■ **Assigned task**: Could you print the data that follows exactly as given?

Items from a dataset
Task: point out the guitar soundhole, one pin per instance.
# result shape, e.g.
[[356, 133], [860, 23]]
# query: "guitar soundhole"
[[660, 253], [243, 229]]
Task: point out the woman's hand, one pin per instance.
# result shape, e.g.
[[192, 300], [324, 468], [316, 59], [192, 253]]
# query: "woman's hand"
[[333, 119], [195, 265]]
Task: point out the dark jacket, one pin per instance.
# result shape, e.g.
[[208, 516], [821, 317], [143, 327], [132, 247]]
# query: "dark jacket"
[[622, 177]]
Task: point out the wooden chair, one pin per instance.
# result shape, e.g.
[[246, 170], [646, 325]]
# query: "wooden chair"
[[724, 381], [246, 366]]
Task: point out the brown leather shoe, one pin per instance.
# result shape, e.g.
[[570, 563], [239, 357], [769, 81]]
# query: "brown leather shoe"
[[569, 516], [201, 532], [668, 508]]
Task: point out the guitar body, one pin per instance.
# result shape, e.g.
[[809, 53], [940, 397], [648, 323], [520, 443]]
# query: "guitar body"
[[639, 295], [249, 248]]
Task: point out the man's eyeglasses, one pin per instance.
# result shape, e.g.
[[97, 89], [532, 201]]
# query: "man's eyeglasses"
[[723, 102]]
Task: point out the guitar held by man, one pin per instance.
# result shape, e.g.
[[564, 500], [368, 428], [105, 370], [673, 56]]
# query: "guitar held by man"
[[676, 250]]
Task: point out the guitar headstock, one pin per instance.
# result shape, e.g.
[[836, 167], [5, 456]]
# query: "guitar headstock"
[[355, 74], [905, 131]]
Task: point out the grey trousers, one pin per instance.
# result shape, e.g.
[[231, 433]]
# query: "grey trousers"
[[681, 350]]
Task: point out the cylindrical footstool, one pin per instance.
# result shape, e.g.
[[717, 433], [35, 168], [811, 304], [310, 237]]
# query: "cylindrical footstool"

■ **Result**:
Task: point out the guitar soundhole, one pin per instance.
# result shape, e.g.
[[356, 133], [860, 23]]
# query: "guitar soundhole"
[[660, 253], [243, 229]]
Task: point out the woman's hand, one pin per instance.
# result shape, e.g.
[[192, 300], [324, 468], [316, 59], [192, 253]]
# query: "woman's hand"
[[333, 119], [195, 265]]
Task: point out the dark jacket, one pin per instance.
# result shape, e.g.
[[208, 516], [821, 317], [143, 327], [132, 247]]
# query: "dark jacket"
[[622, 177]]
Task: point out the wooden chair, one pin per instance.
# result shape, e.g.
[[246, 170], [646, 325]]
# query: "wooden chair"
[[724, 381], [246, 366]]
Task: point out the brown leather shoe, one pin per instance.
# result shape, e.g.
[[570, 563], [239, 357], [769, 81]]
# query: "brown leather shoe"
[[569, 516], [201, 532], [668, 508]]
Task: point out the guitar body, one pin per instance.
# result shape, e.g.
[[809, 53], [940, 397], [648, 323], [520, 443]]
# query: "guitar body"
[[639, 295], [249, 248]]
Task: point out the man's eyeglasses, one pin per instance.
# result shape, e.g.
[[97, 89], [532, 201]]
# query: "man's eyeglasses"
[[723, 102]]
Task: point out the guitar held by man, one pin per instance.
# result shape, e.g.
[[564, 500], [368, 428], [105, 370], [673, 56]]
# query: "guitar held by man"
[[676, 250]]
Task: point out the guitar headstock, one pin per instance.
# result shape, e.g.
[[836, 167], [5, 456]]
# query: "guitar headstock"
[[355, 74], [905, 131]]
Task: point out the grey trousers, one pin per instance.
# result shape, e.g.
[[231, 433]]
# query: "grey trousers"
[[681, 350]]
Task: point out the cylindrical footstool, one pin per instance.
# result shape, e.g.
[[717, 433], [35, 168], [811, 304], [310, 237]]
# query: "cylindrical footstool"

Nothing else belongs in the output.